EXCERPT TO READ –
-- Start --
Tuesday, November 10, 2009

37. WHO AM I?

I began to write this some years ago at the beginning of a period of retreat/ reflection (14 November 1999). My task until June 2000 was to figure out who I was/am, where I can be more fully aligned with God's will for my life, and how I can live more simply. An interesting (!) byproduct of this journey (the Desert Fathers and Mothers also experienced this sort of thing in their solitude) is that I am sometimes attacked by negative thoughts about myself and my journey. I am regularly recollecting the dozen times I got into trouble for speaking my mind. I have never knowingly (I hope) set out to hurt anyone with my words, but I have certainly offended stuck-where-they-were 'permission-witholders' occasionally. 


This all relates to the important question my favorite preacher John Claypool used to ask: 'Who is my audience?'


Reviewing the most 'successful' pastorates recently - at Narwee and Blackburn - I honestly cannot recall uttering an unkind word to anyone in those congregations. (We were 'attacked' in other ways then). These days I counsel hurt pastors who enjoy recounting episodes of  'one-upmanship' - yes, they're males.  

At a Richard Rohr conference in Canberra in the late 1990s Richard said that at his first retreat at Merton's hermitage he was similarly invaded with negative thoughts about himself. [Here's a sermon on What to do with your Regrets: That's the subject for another post].



MY PET PEEVES.
-- End --
[Object point labels]
-- Start --
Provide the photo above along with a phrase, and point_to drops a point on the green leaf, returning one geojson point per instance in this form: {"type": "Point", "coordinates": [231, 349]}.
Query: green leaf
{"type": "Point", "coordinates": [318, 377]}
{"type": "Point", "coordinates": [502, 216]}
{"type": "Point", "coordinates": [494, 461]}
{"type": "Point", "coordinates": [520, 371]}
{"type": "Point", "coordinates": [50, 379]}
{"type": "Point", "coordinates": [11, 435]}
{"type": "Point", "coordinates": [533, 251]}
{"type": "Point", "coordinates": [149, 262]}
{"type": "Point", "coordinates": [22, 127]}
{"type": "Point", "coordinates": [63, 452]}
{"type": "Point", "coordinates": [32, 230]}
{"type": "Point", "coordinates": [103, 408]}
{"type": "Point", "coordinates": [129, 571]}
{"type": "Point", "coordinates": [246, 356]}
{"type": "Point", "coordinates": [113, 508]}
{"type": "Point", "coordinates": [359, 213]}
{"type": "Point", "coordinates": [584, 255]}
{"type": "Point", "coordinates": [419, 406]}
-- End --
DIRECTIONS FOR THIS TASK –
Reproduce the complete blog post titled "37. WHO AM I?" from above, word for word, keeping every line break, spacing, and punctuation mark unchanged.

WORKED ANSWER –
Tuesday, November 10, 2009

37. WHO AM I?

I began to write this some years ago at the beginning of a period of retreat/ reflection (14 November 1999). My task until June 2000 was to figure out who I was/am, where I can be more fully aligned with God's will for my life, and how I can live more simply. An interesting (!) byproduct of this journey (the Desert Fathers and Mothers also experienced this sort of thing in their solitude) is that I am sometimes attacked by negative thoughts about myself and my journey. I am regularly recollecting the dozen times I got into trouble for speaking my mind. I have never knowingly (I hope) set out to hurt anyone with my words, but I have certainly offended stuck-where-they-were 'permission-witholders' occasionally. 


This all relates to the important question my favorite preacher John Claypool used to ask: 'Who is my audience?'


Reviewing the most 'successful' pastorates recently - at Narwee and Blackburn - I honestly cannot recall uttering an unkind word to anyone in those congregations. (We were 'attacked' in other ways then). These days I counsel hurt pastors who enjoy recounting episodes of  'one-upmanship' - yes, they're males.  

At a Richard Rohr conference in Canberra in the late 1990s Richard said that at his first retreat at Merton's hermitage he was similarly invaded with negative thoughts about himself. [Here's a sermon on What to do with your Regrets: That's the subject for another post].



MY PET PEEVES.